Top of Passage provided

A new study from Germany involving over 1700 people with MS shows evidence that sunlight exposure, as indicated by blood levels of vitamin D  and latitude (distance from the equator) of residence, were associated with the severity of MS. They also found evidence related to how sunlight may influence beneficial immune cell activity. Sun exposure in excess is not recommended due to the risk of skin cancer – see below for some recommendations.
  • Sunlight and vitamin D have previously been linked to the risk of developing MS. Evidence suggests that higher lifetime exposure to sunlight (through which the skin makes vitamin D) and higher blood levels of vitamin D are associated with a lower risk of developing MS. MS is more common at latitudes that are farther from the equator and less common in areas closer to the equator – a factor that also suggests the influence of sunlight exposure on MS. This study examined the association between sunlight exposure, latitude, and vitamin D levels and MS disease activity and severity.
  • The investigators examined data from two large ongoing studies of people with MS: 908 people with early MS who had not yet received disease-modifying therapy, and 808 people with MS who were mostly treated, most often with interferon beta-1a. They looked at information collected from clinical examinations, MRI imaging, and disability measures. They also looked at vitamin D levels and gene activity (in particular, the MC1R gene which is associated with sunlight sensitivity) in blood samples, and also included information on several people who had been treated with ultraviolet light therapy.

Bottom of Passage provided
Top of Data under study

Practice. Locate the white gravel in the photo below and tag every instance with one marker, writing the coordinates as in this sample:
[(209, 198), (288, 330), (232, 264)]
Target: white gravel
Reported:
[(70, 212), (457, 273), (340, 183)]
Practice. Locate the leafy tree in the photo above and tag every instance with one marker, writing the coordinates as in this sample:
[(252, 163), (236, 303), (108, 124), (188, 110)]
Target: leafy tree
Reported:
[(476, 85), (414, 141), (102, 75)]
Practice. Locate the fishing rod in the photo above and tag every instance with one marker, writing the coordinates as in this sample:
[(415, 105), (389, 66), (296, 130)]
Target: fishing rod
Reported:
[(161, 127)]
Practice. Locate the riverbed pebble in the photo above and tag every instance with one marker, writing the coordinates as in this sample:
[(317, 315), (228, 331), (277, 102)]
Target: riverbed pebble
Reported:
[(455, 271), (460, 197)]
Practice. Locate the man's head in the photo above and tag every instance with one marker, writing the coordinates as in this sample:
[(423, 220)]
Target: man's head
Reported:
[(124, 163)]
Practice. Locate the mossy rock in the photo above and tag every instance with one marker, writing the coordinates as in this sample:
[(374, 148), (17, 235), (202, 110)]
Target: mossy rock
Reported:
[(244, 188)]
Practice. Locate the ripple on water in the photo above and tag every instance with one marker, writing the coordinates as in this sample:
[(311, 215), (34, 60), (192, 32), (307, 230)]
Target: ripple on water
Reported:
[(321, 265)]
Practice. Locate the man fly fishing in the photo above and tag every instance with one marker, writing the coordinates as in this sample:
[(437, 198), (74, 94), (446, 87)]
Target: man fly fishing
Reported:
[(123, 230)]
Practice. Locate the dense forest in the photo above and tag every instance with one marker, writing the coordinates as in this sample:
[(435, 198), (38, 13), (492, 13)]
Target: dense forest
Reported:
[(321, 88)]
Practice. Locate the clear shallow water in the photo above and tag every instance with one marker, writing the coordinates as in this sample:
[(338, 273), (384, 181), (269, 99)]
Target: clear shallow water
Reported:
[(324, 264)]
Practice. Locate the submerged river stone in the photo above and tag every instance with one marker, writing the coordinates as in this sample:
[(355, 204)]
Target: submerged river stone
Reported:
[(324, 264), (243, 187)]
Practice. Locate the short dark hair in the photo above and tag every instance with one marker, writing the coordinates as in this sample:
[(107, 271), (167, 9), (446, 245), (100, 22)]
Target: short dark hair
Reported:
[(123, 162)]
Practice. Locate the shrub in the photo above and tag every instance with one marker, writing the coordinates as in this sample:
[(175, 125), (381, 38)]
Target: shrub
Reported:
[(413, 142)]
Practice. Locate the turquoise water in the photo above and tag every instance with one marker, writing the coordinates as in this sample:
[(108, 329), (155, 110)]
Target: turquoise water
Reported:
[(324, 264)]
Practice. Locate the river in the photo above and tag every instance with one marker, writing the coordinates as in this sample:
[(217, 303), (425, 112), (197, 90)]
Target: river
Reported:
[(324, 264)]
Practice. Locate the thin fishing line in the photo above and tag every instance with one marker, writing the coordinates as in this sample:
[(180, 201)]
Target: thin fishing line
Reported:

Bottom of Data under study

**Assigned task**
In the passage on sunlight and MS, copy the words verbatim from "A new study" to "for some recommendations.".

**Worked solution**
A new study from Germany involving over 1700 people with MS shows evidence that sunlight exposure, as indicated by blood levels of vitamin D  and latitude (distance from the equator) of residence, were associated with the severity of MS. They also found evidence related to how sunlight may influence beneficial immune cell activity. Sun exposure in excess is not recommended due to the risk of skin cancer – see below for some recommendations.